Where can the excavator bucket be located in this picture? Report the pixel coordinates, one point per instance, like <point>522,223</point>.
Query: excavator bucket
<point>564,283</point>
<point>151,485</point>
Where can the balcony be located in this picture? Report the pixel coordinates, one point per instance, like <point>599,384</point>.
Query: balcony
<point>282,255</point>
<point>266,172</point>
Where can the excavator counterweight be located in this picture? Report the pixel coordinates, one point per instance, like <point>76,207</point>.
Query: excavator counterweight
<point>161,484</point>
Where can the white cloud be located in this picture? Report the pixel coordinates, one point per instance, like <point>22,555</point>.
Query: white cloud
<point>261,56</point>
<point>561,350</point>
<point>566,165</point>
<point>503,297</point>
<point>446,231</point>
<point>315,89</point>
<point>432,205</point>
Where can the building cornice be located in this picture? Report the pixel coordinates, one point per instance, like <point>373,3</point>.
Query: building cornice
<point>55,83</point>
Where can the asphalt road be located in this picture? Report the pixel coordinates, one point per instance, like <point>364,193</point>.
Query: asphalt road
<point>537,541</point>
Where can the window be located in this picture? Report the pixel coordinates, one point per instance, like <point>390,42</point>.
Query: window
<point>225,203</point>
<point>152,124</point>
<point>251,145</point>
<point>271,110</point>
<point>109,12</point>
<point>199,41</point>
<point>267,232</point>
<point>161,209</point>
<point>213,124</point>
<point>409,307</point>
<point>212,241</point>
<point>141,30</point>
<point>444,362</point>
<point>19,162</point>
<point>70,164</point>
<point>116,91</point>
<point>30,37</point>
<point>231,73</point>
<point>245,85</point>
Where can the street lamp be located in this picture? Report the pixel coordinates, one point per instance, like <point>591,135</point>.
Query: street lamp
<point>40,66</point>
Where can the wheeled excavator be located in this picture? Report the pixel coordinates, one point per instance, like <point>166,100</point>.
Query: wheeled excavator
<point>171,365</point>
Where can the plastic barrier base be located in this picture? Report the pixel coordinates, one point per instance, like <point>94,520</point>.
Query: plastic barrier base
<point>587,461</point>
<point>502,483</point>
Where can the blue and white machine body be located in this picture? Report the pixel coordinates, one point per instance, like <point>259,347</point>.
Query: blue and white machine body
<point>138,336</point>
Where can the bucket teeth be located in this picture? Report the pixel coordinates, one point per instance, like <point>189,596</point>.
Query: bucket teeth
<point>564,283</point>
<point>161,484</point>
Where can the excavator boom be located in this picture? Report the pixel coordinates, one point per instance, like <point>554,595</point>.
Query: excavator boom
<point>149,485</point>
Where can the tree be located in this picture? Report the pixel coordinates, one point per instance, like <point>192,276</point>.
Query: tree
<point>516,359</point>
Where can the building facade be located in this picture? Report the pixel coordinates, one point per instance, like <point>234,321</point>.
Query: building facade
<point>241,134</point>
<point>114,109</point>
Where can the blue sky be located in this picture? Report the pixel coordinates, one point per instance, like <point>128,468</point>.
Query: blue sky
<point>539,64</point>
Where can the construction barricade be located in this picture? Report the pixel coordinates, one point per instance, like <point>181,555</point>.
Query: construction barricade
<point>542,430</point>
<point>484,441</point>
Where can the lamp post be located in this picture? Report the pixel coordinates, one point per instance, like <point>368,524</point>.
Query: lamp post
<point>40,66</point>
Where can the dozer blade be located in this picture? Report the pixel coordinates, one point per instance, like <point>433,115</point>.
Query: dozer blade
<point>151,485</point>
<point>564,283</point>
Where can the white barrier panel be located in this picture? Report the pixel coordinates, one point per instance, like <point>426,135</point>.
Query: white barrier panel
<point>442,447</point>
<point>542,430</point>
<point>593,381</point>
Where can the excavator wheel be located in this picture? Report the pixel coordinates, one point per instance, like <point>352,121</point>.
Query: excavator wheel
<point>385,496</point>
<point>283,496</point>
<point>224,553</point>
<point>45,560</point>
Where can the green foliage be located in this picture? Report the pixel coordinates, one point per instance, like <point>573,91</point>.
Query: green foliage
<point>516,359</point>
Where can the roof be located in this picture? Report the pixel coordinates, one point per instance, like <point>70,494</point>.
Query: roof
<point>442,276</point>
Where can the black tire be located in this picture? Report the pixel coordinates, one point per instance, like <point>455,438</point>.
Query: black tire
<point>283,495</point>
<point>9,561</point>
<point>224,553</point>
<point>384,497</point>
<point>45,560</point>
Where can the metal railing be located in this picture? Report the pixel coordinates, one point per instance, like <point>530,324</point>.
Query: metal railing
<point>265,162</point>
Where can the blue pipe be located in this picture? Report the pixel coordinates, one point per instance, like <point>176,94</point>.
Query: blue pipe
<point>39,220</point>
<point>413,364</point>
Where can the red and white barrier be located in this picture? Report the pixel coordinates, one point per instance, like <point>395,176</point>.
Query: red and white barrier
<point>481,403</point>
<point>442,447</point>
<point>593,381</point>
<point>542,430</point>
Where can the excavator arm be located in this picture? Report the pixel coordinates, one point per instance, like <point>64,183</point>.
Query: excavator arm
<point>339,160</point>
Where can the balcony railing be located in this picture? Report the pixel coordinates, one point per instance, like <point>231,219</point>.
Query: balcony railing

Work order ->
An exact copy of every entry above is the expected answer.

Written response ->
Where can the excavator bucket be located in this picture? Report the pixel coordinates, one point per instance, like <point>522,223</point>.
Query: excavator bucket
<point>564,283</point>
<point>151,485</point>
Where can the balcony be located in this picture? Report the pixel coordinates, one point per instance, like <point>599,384</point>.
Query: balcony
<point>282,255</point>
<point>266,172</point>
Where can the excavator counterweight be located in this picture? Report the pixel coordinates, one point per instance, like <point>76,207</point>.
Query: excavator counterweight
<point>161,484</point>
Where can the white cloud be located in this picture? Report the pixel coordinates, one point per instance, like <point>22,555</point>.
Query: white cloud
<point>261,56</point>
<point>561,350</point>
<point>566,165</point>
<point>503,297</point>
<point>446,231</point>
<point>315,89</point>
<point>432,205</point>
Where can the building cornice be located in this picture? Report the pixel coordinates, one point per instance, like <point>373,3</point>.
Query: building cornice
<point>55,83</point>
Where can the asphalt road be located in this picture? Report the pixel coordinates, one point per instance, like <point>364,193</point>.
Query: asphalt road
<point>537,541</point>
Where can the window be located in this picture? Report the pixel coordinates, one point per instance, like <point>390,42</point>.
Query: window
<point>225,203</point>
<point>152,124</point>
<point>251,145</point>
<point>271,110</point>
<point>109,12</point>
<point>199,41</point>
<point>267,232</point>
<point>161,209</point>
<point>213,124</point>
<point>409,307</point>
<point>212,241</point>
<point>141,30</point>
<point>444,362</point>
<point>19,162</point>
<point>70,164</point>
<point>116,91</point>
<point>30,37</point>
<point>231,73</point>
<point>245,85</point>
Where can the street lamp be located in this picture? Report the pixel coordinates, one point per instance, like <point>591,135</point>.
Query: street lamp
<point>40,66</point>
Where can the wheeled excavator be located in this picture? Report the pixel coordinates, one point per instance, like <point>166,100</point>.
Query: wheeled excavator
<point>171,365</point>
Where can the plastic barrier base be located in this picture? Report the pixel coordinates, one point per instance, like <point>94,520</point>.
Query: plastic barrier base
<point>587,461</point>
<point>502,483</point>
Where can the blue and white machine body be located in this picture? Report the pixel coordinates, one point per instance, like <point>259,347</point>.
Query: blue and white machine body
<point>138,336</point>
Where can the bucket teeth be located in this picture? Report the pixel coordinates, one point per instance, like <point>189,596</point>.
Query: bucket teeth
<point>564,283</point>
<point>161,484</point>
Where can the excavator boom be located in this picture? Report the pixel coordinates, one point per instance, like <point>554,595</point>.
Query: excavator boom
<point>149,485</point>
Where can the tree be located in this picture? Report the pixel coordinates, one point per instance, like <point>192,276</point>.
Query: tree
<point>516,359</point>
Where can the building facade be located in this picture? Report the pixel coordinates, one point per instance, like <point>234,321</point>.
Query: building facade
<point>241,134</point>
<point>114,109</point>
Where can the blue sky be located in this picture? Report the pixel coordinates, one point per instance, like <point>128,468</point>.
Query: blue sky
<point>539,64</point>
Where can the construction barricade be located in this picture? Report the pixel coordinates, one point per instance, like <point>181,555</point>.
Query: construction barricade
<point>542,430</point>
<point>484,441</point>
Where can the lamp post be located in this picture? Report the pixel coordinates, one point per instance, like <point>368,524</point>.
Query: lamp post
<point>40,66</point>
Where can the dozer blade be located in this picture? Report the pixel coordinates, one point per instance, like <point>433,115</point>.
Query: dozer blade
<point>151,485</point>
<point>564,283</point>
Where can the white barrier panel be located in this picture? Report the pixel coordinates, one point per instance, like <point>426,135</point>.
Query: white barrier panel
<point>442,447</point>
<point>542,430</point>
<point>593,381</point>
Where can the excavator wheel be located in this picture? Report the pixel coordinates, one point per instance, like <point>352,121</point>.
Query: excavator wheel
<point>385,496</point>
<point>283,496</point>
<point>224,553</point>
<point>45,560</point>
Where can the green foliage be located in this picture? Report the pixel coordinates, one point per instance, like <point>573,91</point>.
Query: green foliage
<point>516,359</point>
Where can the roof be located in this picture? Report the pixel coordinates, one point per instance, like <point>70,494</point>.
Query: roof
<point>442,276</point>
Where can the black tire be located in this picture? Report the pixel coordinates, one point per instance, like <point>455,438</point>.
Query: black tire
<point>283,495</point>
<point>9,561</point>
<point>224,553</point>
<point>384,497</point>
<point>45,560</point>
Where can the metal railing be located in this picture? Report the pixel coordinates, one point per instance, like <point>530,324</point>.
Query: metal railing
<point>265,162</point>
Where can the blue pipe be located in this picture? Report the pixel coordinates, one point per instance, like <point>176,94</point>.
Query: blue pipe
<point>39,220</point>
<point>413,364</point>
Where can the red and white barrier be located in this picture? Report the pixel coordinates, one point per instance, like <point>395,176</point>.
Query: red and white barrier
<point>481,403</point>
<point>442,447</point>
<point>593,381</point>
<point>542,430</point>
Where can the excavator arm be located in this picture? Report the pixel coordinates, one point per instance, like <point>64,183</point>.
Query: excavator arm
<point>339,160</point>
Where can the balcony railing be located in this picture? Report the pixel coordinates, one point per instance, like <point>231,219</point>.
Query: balcony railing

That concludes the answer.